Task directions: Copy out every line of the data below word for word, leaving the pictures out of your answer.

Input material:
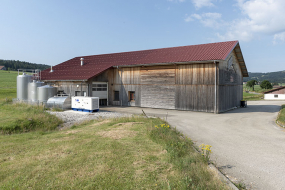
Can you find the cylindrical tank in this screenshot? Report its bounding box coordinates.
[37,85,57,102]
[28,80,44,102]
[17,73,32,100]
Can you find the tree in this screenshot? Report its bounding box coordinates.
[260,80,272,89]
[246,80,257,91]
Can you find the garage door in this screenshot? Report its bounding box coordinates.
[92,82,108,105]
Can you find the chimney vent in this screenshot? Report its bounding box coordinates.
[80,58,84,66]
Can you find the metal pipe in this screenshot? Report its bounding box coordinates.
[214,61,217,114]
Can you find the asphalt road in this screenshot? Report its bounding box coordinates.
[101,101,285,190]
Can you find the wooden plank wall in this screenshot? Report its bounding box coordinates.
[218,51,243,112]
[108,63,215,112]
[141,66,175,109]
[109,67,141,106]
[93,48,243,112]
[175,63,215,112]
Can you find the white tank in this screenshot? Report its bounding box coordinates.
[28,80,44,102]
[17,73,32,100]
[37,85,57,102]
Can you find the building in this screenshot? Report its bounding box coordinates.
[0,65,6,70]
[264,86,285,100]
[42,41,248,113]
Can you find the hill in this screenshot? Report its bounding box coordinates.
[243,70,285,83]
[0,59,50,71]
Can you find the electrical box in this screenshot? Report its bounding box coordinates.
[71,96,99,112]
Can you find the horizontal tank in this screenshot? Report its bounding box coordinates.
[37,85,57,102]
[47,96,71,109]
[17,73,32,100]
[28,80,44,102]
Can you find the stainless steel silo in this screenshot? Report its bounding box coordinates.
[28,80,44,102]
[37,85,57,102]
[17,73,32,100]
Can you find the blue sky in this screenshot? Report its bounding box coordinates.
[0,0,285,72]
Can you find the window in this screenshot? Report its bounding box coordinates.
[129,91,135,102]
[114,91,120,101]
[92,84,107,91]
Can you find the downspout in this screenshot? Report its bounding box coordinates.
[214,61,217,114]
[80,81,84,96]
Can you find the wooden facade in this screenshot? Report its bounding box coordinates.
[46,50,243,113]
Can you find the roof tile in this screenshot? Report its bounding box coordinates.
[41,41,238,80]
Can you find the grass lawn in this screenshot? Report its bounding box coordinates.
[0,100,63,134]
[0,117,227,189]
[0,70,18,100]
[277,104,285,126]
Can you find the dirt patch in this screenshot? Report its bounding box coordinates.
[64,130,81,135]
[91,119,110,127]
[97,122,142,140]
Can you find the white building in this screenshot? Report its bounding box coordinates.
[264,86,285,100]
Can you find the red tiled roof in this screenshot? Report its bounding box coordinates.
[41,41,243,80]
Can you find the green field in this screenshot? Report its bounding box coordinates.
[0,70,18,100]
[0,71,228,189]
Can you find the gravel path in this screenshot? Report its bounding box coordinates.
[47,110,132,127]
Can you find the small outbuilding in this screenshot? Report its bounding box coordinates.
[264,86,285,100]
[41,41,248,113]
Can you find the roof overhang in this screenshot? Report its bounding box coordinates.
[113,60,223,68]
[233,43,249,77]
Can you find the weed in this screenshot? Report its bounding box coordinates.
[199,144,212,162]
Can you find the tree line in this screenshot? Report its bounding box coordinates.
[243,71,285,83]
[246,80,273,91]
[0,59,50,71]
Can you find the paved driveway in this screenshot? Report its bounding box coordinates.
[103,101,285,190]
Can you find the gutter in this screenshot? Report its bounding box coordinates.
[42,79,88,82]
[113,59,224,68]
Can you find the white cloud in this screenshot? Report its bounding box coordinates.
[217,0,285,41]
[184,13,224,28]
[273,32,285,44]
[192,0,214,9]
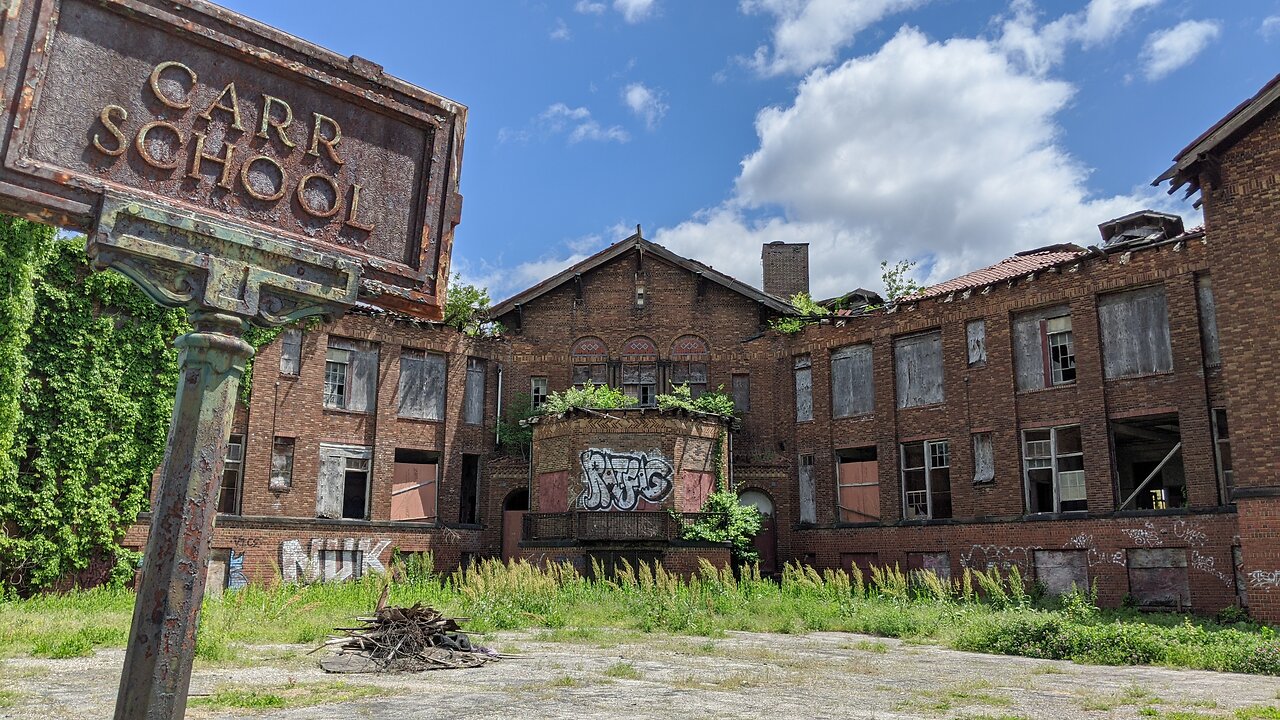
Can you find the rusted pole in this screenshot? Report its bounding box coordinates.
[115,310,253,720]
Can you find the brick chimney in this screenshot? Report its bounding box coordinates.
[760,240,809,300]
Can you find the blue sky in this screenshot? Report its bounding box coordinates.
[215,0,1280,300]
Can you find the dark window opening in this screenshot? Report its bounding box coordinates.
[458,455,480,525]
[1111,415,1187,510]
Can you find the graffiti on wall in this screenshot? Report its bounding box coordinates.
[280,538,392,583]
[577,447,673,510]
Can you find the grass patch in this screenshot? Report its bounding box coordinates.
[604,662,644,680]
[188,682,378,710]
[0,561,1280,675]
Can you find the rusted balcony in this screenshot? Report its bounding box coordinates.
[521,511,713,542]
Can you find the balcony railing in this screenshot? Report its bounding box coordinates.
[522,511,713,542]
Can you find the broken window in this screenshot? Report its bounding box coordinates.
[964,320,987,368]
[1125,547,1192,610]
[622,337,658,407]
[570,337,609,388]
[218,434,244,515]
[529,378,547,410]
[462,357,485,425]
[1098,286,1174,379]
[1196,275,1222,368]
[268,437,294,492]
[316,443,372,520]
[280,328,302,375]
[733,373,751,413]
[831,345,876,418]
[902,439,951,520]
[392,447,439,523]
[1111,415,1187,510]
[324,337,378,413]
[458,455,480,525]
[797,455,818,524]
[893,331,943,407]
[671,334,710,397]
[396,347,447,420]
[1213,407,1235,505]
[836,446,879,523]
[973,433,996,486]
[1023,425,1088,512]
[1014,306,1075,389]
[1036,550,1089,594]
[795,355,813,423]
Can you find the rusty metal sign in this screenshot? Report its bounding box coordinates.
[0,0,466,319]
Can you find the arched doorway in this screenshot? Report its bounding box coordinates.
[737,488,778,575]
[502,488,529,562]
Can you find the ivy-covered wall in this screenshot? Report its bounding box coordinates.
[0,233,188,592]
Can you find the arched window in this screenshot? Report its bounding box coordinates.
[622,337,658,407]
[570,337,609,387]
[671,334,710,397]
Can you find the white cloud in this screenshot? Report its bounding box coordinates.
[1258,15,1280,40]
[622,82,668,129]
[1142,20,1222,82]
[1000,0,1164,73]
[739,0,928,76]
[655,28,1192,296]
[613,0,658,23]
[550,18,573,40]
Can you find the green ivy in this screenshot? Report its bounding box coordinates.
[0,235,189,592]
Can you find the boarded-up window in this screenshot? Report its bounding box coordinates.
[1196,275,1222,368]
[280,328,302,375]
[799,455,818,523]
[392,448,439,523]
[671,334,710,397]
[1012,305,1075,389]
[906,552,951,580]
[1126,547,1192,609]
[831,345,876,418]
[733,373,751,413]
[397,348,447,420]
[893,332,943,407]
[836,447,881,523]
[1036,550,1089,594]
[795,355,813,423]
[973,433,996,486]
[316,443,374,520]
[964,320,987,368]
[268,437,294,492]
[462,357,484,425]
[570,337,609,387]
[324,337,378,413]
[1098,286,1174,379]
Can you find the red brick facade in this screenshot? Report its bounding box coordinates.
[120,75,1280,620]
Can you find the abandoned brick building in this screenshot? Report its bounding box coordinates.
[125,71,1280,620]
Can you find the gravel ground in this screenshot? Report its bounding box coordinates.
[0,633,1280,720]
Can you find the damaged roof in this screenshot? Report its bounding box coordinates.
[1151,74,1280,208]
[489,225,797,319]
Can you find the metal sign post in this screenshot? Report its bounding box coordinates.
[0,0,466,720]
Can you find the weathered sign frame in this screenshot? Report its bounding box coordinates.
[0,0,467,320]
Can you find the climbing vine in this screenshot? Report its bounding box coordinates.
[0,235,188,592]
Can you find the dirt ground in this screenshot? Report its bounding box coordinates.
[0,632,1280,720]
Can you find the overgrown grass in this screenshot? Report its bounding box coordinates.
[0,550,1280,675]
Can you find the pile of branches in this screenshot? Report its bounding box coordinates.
[316,596,499,673]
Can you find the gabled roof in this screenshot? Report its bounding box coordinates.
[904,245,1089,300]
[489,227,796,319]
[1151,74,1280,199]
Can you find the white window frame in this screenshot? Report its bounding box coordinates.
[1021,425,1089,515]
[899,439,955,520]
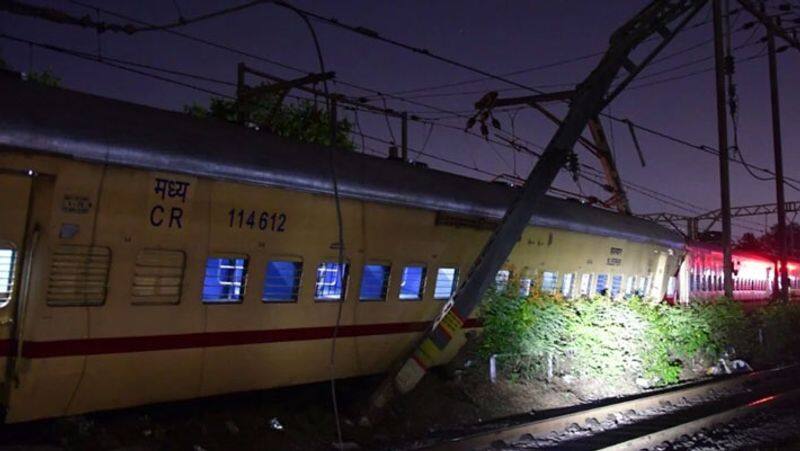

Complete response:
Can you find the cylindrical tank in this screenshot? Report its bounding box coordinates.
[37,85,57,102]
[28,80,44,102]
[17,73,32,100]
Can you find the tree in this screenshot? Report its bounding box coordinates.
[260,80,272,89]
[246,80,257,91]
Can you find the garage door in this screenshot? Report its bounding box coordinates.
[92,82,108,105]
Can you find the chimney vent in this screenshot? Report its bounding box coordinates.
[80,58,84,66]
Can you find the metal pipe in this screenshot? Report its bounding box coordinates.
[214,61,217,114]
Can you find the asphalt road in this screenshot? Report its bounding box coordinates.
[101,101,285,190]
Can you find the wooden plank wall in this screenshot? Report its bounding box coordinates.
[218,51,243,112]
[108,63,215,112]
[141,66,175,109]
[109,67,141,106]
[93,48,243,112]
[175,63,215,112]
Can you find the white tank in this screenshot? Report its bounding box coordinates.
[28,80,44,102]
[17,73,32,100]
[37,85,57,102]
Can you find the building in this screenshot? Report its bounding box coordinates.
[0,65,6,70]
[264,86,285,100]
[42,41,248,113]
Can you find the hill in this screenshot? Report its bounding box coordinates.
[243,70,285,83]
[0,59,50,71]
Can you find the electrical box in this screenshot? Report its bounding box coordinates.
[71,96,99,112]
Can you find the horizontal tank in this screenshot? Report its bounding box coordinates.
[37,85,57,102]
[47,96,71,109]
[17,73,32,100]
[28,80,44,102]
Can you find the stainless steel silo in this screenshot? Report its bounding box coordinates.
[28,80,44,102]
[37,85,57,102]
[17,73,32,100]
Can you find the blue sky in this screenshot? Report its bounding box coordinates.
[0,0,285,72]
Can you find the window in this screenshot? Report its bounding box coordinates.
[129,91,135,102]
[114,91,120,101]
[92,84,107,91]
Can you find the downspout in this screenshot? Report its bounding box coordinates.
[214,61,217,114]
[80,81,84,96]
Can you find the wooden facade in this screenshot? Report its bounding box coordinates.
[46,50,243,113]
Can you find the roof tile in this screenshot? Report its bounding box coordinates.
[41,41,238,80]
Can you find the grass lawn in this screenshot? Report its bounding box coordinates.
[0,100,63,134]
[0,117,227,189]
[0,70,18,100]
[277,104,285,126]
Can you find the dirt patch in this screenshot? Report its bounding box coordinates.
[64,130,81,135]
[91,119,110,127]
[97,122,142,140]
Can you find the white building in this screenshot? Report its bounding box coordinates.
[264,86,285,100]
Can you find the red tiled roof in this screenshot? Report its bounding box coordinates.
[41,41,243,80]
Can you find the green field in this screenshot? Report its bounding box coordinates.
[0,70,18,100]
[0,71,228,189]
Can you find the gravel path in this screenshot? Report its bounding box coordinates.
[47,110,132,127]
Can you find the small outbuilding in this screenshot? Report its bounding box coordinates.
[264,86,285,100]
[41,41,248,113]
Can you find the roof overhang in this screenshot? Report its bounding box coordinates.
[113,60,223,68]
[233,43,249,77]
Can you find the weed in this screenshot? Report its bounding box coordinates.
[199,144,212,162]
Can you find the tree line in this screenshot? Report its bounding box coordinates.
[243,71,285,83]
[246,80,273,91]
[0,59,50,71]
Can you find the paved driveway in this screenshot? Report its bounding box coordinates.
[103,101,285,190]
Can you find the gutter in this screenshot? Report its bounding box coordinates.
[42,79,88,82]
[113,59,224,68]
Can you find the white cloud in this screenshot? Report its bounding box coordinates.
[217,0,285,41]
[184,13,224,28]
[273,32,285,44]
[192,0,214,9]
Can you find the rusted pole in this screenshot? Report its bounding box coordinates.
[115,310,253,720]
Can you find the brick chimney in this screenshot? Report its bounding box coordinates.
[760,240,809,300]
Can you find the blue sky in this screenshot? Report its bounding box coordinates.
[215,0,1280,300]
Can you find the dark window opening in this screenshot? Report its bounding box coordinates.
[458,455,480,525]
[1111,415,1187,510]
Can you find the graffiti on wall in this screenshot? Report its bounding box coordinates.
[280,538,392,583]
[577,447,673,510]
Can you find the grass patch in this screenshot? Report its bounding box coordinates.
[604,662,644,680]
[188,682,378,710]
[0,561,1280,675]
Can you find the rusted balcony in this screenshot? Report its bounding box coordinates.
[521,511,713,542]
Can you find the balcony railing in this screenshot? Report its bounding box coordinates.
[522,511,713,542]
Can you find the broken window in this screenshot? Report its bounding box coordinates.
[964,320,987,368]
[1125,547,1192,610]
[622,337,658,407]
[570,337,609,388]
[218,434,244,515]
[529,378,547,410]
[462,357,485,425]
[1098,286,1174,379]
[1196,275,1222,368]
[268,437,294,492]
[316,443,372,520]
[280,328,302,375]
[733,373,751,413]
[831,345,876,418]
[902,439,951,520]
[392,447,439,523]
[1111,415,1187,510]
[324,337,378,413]
[458,455,480,525]
[797,455,818,524]
[893,331,943,407]
[671,334,710,397]
[396,347,447,420]
[1213,407,1235,505]
[836,446,879,523]
[973,433,996,486]
[1023,425,1088,512]
[1014,306,1075,389]
[1036,550,1089,594]
[795,355,813,423]
Can you find the rusty metal sign in this screenshot? Report its bounding box coordinates.
[0,0,466,319]
Can you find the arched doorway in this screenshot? Report its bounding box coordinates.
[737,488,778,575]
[502,488,529,562]
Can you find the ivy-covered wall in this screenshot? Report its bounding box coordinates.
[0,233,188,592]
Can you find the arched window in this screenshot? Report its bounding box coordinates.
[622,337,658,407]
[570,337,609,387]
[671,334,710,397]
Can you find the white cloud in this screenshot? Report its bounding box coordinates.
[1258,15,1280,40]
[622,82,668,129]
[1142,20,1222,82]
[1000,0,1164,73]
[739,0,928,76]
[655,28,1192,296]
[613,0,658,23]
[550,18,573,40]
Can you find the green ivy in this screenshot? Report its bounding box coordinates.
[0,235,189,592]
Can you find the boarded-up window in this screenshot? Report its bounding box coordinates.
[1196,275,1222,368]
[280,328,302,375]
[799,455,818,523]
[392,448,439,523]
[671,334,710,397]
[1012,305,1075,389]
[906,552,951,580]
[1126,547,1192,609]
[831,345,876,418]
[733,373,751,413]
[397,348,447,420]
[893,332,943,407]
[836,447,881,523]
[1036,550,1089,594]
[795,355,813,423]
[973,433,996,486]
[316,443,374,520]
[964,320,987,368]
[268,437,294,492]
[462,357,484,425]
[570,337,609,387]
[324,337,378,413]
[1098,286,1174,379]
Can you find the red brick facade in this screenshot? Report its bounding box coordinates.
[120,75,1280,620]
Can you find the abandoned brick building in this screenshot? Report its bounding box coordinates.
[125,71,1280,620]
Can you find the gravel ground in this screenshot? Report its bounding box coordinates.
[0,633,1280,720]
Can you find the damaged roof in this screenshot? Report its bounding box coordinates.
[1151,74,1280,208]
[489,225,797,319]
Can you find the metal sign post in this screenshot? Report its bounding box coordinates.
[0,0,466,720]
Can you find the weathered sign frame in this screenshot? Report its bounding box coordinates.
[0,0,467,320]
Can you find the climbing vine in this screenshot? Report its bounding box coordinates.
[0,235,188,592]
Can you find the dirt ground in this screenshot? Report its bounding box coordinates.
[0,632,1280,720]
Can you find the overgrown grass in this screenshot? Report its bounding box coordinates.
[0,550,1280,675]
Can you find the pile of branches in this screenshot? Report its bounding box coordinates.
[316,596,499,673]
Can you find the gabled roof in this screenshot? Report its bounding box coordinates.
[904,245,1089,300]
[489,227,796,319]
[1151,74,1280,199]
Can you find the white window frame in this screenshot? Report its bounding box coordinates.
[1021,425,1089,515]
[899,439,955,520]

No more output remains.